• [Written instruction 1] Can you return each line of the records below that contains the word "black"?

*****

The child-resistance requirement of this Decision should cover disposable lighters, because such lighters pose a particularly high degree of risk of child misuse. A US study of 1987, ‘Harwood’s study’, demonstrated that on average 96 % of the accidents caused by children playing with lighters were due to disposable lighters. Very few accidents involved lighters other than disposable ones, namely the so-called luxury and semi-luxury lighters which are designed, manufactured and placed on the market such as to ensure a continual expected safe use over a long period of time, and which are covered by a written guarantee and benefit from an after-sales service for replacement or repair of their parts over their life time, and which are characterised by a sophisticated design using expensive material, a luxury image and a low degree of substitutability with other lighters, and a distribution in outlets in accordance with the prestige and luxury image of the brand. These results are consistent with the fact that people are likely to pay more attention to higher value lighters intended to be used for a long time period.

*****

• [Written instruction 2] Could you give the passage above on child-resistant lighters again in full, word for word?

*****

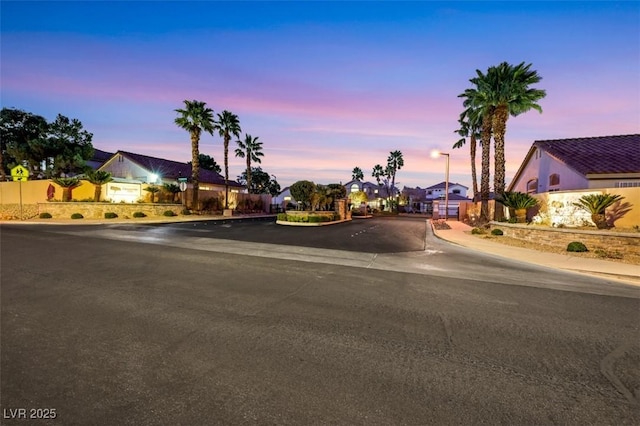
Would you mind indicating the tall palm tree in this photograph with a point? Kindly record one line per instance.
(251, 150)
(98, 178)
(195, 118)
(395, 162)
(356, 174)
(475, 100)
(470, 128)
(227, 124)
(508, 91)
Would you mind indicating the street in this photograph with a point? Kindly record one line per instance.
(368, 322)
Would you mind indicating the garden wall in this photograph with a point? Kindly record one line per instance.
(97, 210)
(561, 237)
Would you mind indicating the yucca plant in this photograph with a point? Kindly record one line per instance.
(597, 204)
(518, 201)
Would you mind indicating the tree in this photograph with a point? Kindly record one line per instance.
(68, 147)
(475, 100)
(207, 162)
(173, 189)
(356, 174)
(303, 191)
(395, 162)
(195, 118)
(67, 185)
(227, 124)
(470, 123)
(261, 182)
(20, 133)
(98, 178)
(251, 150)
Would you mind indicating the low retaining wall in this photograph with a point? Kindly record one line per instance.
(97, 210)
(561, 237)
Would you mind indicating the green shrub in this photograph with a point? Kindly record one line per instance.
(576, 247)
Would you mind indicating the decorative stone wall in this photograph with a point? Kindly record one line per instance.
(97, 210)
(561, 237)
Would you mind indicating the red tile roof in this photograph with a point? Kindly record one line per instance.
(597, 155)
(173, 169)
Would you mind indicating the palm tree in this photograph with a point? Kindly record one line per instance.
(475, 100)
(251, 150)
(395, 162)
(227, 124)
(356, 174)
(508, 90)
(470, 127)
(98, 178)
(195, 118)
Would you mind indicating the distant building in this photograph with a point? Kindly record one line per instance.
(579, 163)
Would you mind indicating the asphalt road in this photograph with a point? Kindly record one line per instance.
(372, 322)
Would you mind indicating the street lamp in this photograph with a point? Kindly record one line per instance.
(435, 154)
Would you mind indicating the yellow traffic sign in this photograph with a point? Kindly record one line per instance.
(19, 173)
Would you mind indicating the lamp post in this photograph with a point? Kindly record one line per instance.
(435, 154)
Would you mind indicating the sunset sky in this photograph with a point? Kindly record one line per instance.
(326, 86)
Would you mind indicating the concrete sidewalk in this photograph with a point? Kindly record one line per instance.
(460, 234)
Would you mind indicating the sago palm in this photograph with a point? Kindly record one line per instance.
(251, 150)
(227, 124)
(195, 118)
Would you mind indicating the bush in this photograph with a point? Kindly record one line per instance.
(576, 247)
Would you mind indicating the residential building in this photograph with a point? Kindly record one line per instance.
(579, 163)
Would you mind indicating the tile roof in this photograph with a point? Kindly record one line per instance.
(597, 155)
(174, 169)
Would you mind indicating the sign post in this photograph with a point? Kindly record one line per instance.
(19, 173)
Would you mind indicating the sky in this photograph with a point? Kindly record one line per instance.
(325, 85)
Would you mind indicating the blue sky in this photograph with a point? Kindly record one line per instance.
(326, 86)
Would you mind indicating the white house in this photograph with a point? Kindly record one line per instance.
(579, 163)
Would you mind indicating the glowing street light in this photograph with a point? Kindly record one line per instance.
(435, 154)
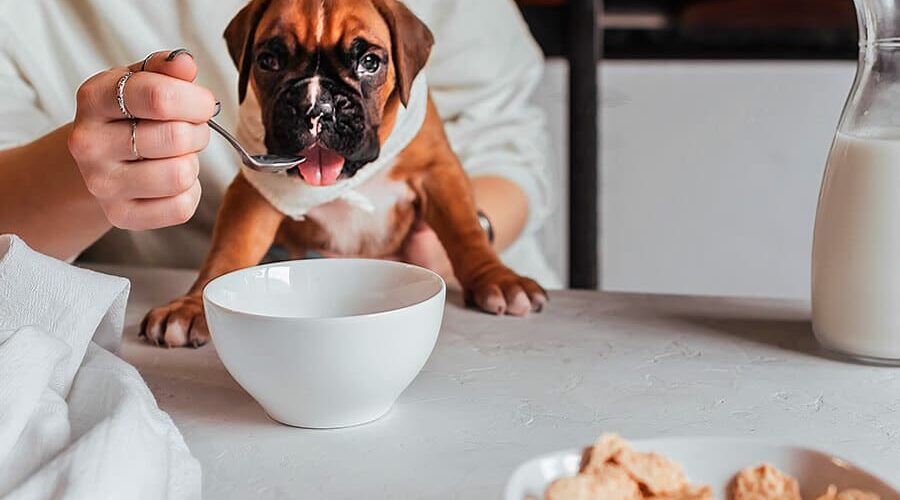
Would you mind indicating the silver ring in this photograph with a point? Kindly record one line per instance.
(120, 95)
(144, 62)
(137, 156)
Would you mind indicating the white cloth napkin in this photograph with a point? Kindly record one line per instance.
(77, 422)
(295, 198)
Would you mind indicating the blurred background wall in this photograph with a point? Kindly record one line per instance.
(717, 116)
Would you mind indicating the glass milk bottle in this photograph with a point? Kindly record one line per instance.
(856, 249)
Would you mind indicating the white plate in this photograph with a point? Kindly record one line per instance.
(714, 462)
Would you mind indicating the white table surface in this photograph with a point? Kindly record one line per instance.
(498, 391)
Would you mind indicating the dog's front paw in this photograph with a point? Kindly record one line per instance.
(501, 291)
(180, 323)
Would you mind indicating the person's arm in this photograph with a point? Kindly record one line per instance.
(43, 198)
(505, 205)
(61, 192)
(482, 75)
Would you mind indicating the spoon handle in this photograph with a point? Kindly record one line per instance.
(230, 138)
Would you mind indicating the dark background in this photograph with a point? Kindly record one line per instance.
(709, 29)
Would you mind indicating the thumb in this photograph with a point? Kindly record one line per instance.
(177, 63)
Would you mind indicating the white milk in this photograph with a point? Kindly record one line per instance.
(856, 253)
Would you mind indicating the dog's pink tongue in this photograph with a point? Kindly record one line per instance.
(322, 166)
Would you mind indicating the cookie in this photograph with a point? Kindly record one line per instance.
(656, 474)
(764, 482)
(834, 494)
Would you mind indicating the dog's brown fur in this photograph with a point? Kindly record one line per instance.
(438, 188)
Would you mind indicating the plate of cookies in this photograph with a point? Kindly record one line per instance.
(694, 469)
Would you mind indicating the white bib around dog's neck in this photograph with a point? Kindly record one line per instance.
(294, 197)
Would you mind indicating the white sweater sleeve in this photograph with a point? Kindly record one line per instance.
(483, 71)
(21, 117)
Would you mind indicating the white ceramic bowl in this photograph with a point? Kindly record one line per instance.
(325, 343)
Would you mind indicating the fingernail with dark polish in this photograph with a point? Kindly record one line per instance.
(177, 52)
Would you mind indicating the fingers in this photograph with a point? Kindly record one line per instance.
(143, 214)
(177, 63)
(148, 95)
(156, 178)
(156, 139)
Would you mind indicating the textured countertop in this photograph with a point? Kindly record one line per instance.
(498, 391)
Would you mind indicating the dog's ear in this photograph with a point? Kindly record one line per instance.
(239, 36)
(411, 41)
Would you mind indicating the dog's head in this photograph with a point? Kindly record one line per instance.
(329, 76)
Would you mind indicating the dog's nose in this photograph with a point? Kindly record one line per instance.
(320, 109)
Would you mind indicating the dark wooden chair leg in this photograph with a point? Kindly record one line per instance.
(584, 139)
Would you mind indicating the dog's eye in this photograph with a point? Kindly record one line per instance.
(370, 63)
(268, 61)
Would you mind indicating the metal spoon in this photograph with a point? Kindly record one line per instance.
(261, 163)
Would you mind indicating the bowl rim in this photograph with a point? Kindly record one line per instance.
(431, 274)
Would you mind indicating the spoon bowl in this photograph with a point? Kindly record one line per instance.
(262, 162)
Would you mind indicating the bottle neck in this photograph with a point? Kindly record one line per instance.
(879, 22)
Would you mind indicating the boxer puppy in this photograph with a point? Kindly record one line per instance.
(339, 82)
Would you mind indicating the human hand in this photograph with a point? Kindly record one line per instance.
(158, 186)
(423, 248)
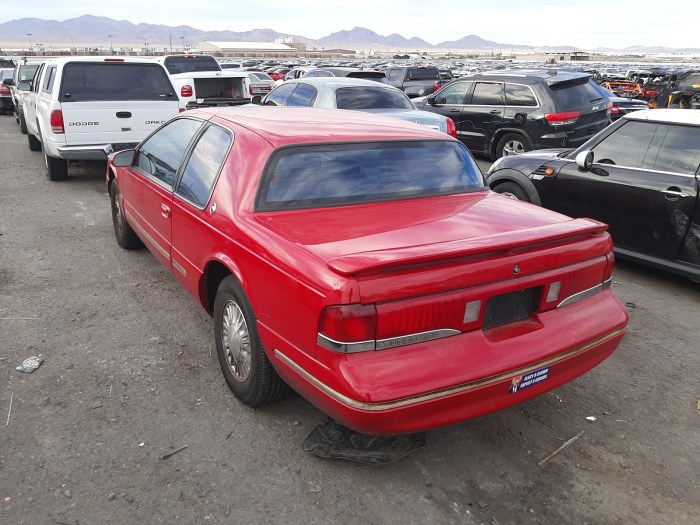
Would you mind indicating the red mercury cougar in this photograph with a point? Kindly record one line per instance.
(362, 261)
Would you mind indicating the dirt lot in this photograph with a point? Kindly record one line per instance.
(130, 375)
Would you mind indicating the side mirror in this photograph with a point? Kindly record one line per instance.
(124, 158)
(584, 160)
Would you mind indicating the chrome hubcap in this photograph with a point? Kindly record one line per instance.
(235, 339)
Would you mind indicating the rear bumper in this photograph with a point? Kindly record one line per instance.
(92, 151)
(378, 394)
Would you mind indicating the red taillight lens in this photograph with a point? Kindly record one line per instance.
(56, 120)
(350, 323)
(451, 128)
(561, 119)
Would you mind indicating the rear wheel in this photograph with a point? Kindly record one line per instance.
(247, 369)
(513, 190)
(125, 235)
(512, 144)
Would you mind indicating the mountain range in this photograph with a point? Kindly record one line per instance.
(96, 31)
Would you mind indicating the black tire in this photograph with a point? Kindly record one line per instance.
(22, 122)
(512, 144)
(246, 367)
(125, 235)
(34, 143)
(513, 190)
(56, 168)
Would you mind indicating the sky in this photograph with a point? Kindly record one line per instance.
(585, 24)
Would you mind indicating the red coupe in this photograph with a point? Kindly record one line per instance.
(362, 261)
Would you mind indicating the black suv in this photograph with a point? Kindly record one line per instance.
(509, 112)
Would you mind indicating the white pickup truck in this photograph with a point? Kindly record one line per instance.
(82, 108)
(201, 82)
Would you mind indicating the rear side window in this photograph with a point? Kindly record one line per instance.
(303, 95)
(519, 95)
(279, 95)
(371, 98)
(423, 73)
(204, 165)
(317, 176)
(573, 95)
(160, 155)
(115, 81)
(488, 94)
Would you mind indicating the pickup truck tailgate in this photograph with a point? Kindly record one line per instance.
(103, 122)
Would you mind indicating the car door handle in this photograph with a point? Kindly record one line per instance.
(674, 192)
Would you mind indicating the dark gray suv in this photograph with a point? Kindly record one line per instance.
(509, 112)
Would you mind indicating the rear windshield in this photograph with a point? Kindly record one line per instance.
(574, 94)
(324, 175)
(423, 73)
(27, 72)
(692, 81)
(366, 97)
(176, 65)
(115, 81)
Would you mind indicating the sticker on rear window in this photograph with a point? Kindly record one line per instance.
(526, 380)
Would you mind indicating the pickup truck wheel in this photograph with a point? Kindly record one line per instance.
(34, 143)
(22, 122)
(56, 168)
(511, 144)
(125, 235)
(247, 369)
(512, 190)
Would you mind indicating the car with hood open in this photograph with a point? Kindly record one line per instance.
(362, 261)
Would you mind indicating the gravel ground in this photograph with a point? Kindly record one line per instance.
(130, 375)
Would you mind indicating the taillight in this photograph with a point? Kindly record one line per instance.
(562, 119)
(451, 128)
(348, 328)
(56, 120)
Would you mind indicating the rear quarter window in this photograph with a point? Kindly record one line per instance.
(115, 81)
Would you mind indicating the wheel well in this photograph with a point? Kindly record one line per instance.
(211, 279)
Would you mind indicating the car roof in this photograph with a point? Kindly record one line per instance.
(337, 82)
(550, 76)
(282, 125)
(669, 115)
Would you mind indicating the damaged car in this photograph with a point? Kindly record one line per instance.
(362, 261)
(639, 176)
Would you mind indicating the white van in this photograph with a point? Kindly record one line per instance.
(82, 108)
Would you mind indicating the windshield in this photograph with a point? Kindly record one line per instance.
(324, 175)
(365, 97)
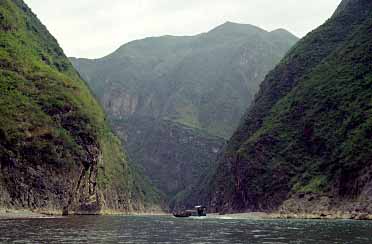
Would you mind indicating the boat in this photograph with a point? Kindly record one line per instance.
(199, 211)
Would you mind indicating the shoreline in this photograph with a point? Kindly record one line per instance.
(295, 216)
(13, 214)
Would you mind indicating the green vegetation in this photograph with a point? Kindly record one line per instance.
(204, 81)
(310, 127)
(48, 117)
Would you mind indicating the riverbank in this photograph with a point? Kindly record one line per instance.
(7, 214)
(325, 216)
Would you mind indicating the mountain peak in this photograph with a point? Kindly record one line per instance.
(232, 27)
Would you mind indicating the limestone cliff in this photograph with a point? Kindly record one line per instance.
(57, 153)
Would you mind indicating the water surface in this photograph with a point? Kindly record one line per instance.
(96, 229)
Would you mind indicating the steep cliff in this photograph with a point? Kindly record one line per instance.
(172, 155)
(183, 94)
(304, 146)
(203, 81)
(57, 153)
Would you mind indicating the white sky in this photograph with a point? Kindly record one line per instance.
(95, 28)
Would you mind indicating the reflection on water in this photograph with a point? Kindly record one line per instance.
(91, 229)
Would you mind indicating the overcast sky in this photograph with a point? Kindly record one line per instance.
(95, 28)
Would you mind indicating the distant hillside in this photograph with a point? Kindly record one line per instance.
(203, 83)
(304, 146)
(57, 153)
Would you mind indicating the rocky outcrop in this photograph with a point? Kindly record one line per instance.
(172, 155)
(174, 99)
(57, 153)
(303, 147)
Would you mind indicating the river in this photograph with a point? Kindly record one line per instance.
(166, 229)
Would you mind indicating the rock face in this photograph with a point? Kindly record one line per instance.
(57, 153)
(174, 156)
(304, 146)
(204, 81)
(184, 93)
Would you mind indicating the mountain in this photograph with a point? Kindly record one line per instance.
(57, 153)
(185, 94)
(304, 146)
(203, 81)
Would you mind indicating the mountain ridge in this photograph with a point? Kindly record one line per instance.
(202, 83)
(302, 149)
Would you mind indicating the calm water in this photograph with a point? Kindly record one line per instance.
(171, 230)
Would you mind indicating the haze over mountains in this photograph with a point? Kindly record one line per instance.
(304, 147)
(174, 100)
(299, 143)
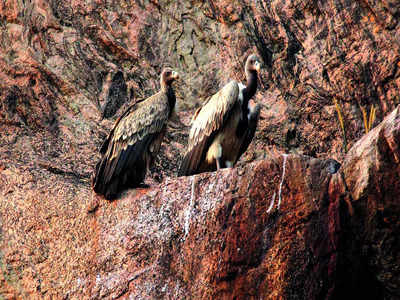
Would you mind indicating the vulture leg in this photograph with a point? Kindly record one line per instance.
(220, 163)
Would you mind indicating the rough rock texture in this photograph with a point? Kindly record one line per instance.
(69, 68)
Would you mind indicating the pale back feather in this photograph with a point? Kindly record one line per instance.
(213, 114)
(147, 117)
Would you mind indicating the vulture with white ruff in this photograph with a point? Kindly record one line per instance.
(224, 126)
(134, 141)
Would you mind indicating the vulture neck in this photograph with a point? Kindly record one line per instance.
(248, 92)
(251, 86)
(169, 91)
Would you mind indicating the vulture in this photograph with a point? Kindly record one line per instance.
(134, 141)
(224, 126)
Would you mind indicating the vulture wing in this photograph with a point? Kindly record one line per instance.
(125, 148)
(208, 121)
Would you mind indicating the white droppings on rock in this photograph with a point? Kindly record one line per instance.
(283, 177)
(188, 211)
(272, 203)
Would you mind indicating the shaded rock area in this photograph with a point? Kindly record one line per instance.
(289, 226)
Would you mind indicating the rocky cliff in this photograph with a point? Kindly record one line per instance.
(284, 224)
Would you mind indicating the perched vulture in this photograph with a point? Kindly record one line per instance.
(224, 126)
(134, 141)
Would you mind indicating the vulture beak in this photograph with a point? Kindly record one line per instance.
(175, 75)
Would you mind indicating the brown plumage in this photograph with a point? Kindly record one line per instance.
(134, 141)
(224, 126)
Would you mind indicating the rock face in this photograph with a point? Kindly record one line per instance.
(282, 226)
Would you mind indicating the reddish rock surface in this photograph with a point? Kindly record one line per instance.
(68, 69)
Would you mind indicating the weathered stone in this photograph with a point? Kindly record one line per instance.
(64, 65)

*****

• [Full solution 1]
Would you mind indicating the black tire in this photograph with a point? Kindly record one line per instance.
Would you mind indicating the black suv in this photograph with a point? Kindly record one line per instance.

• [Full solution 2]
The child-resistance requirement of this Decision should cover disposable lighters, because such lighters pose a particularly high degree of risk of child misuse. A US study of 1987, ‘Harwood’s study’, demonstrated that on average 96 % of the accidents caused by children playing with lighters were due to disposable lighters. Very few accidents involved lighters other than disposable ones, namely the so-called luxury and semi-luxury lighters which are designed, manufactured and placed on the market such as to ensure a continual expected safe use over a long period of time, and which are covered by a written guarantee and benefit from an after-sales service for replacement or repair of their parts over their life time, and which are characterised by a sophisticated design using expensive material, a luxury image and a low degree of substitutability with other lighters, and a distribution in outlets in accordance with the prestige and luxury image of the brand. These results are consistent with the fact that people are likely to pay more attention to higher value lighters intended to be used for a long time period.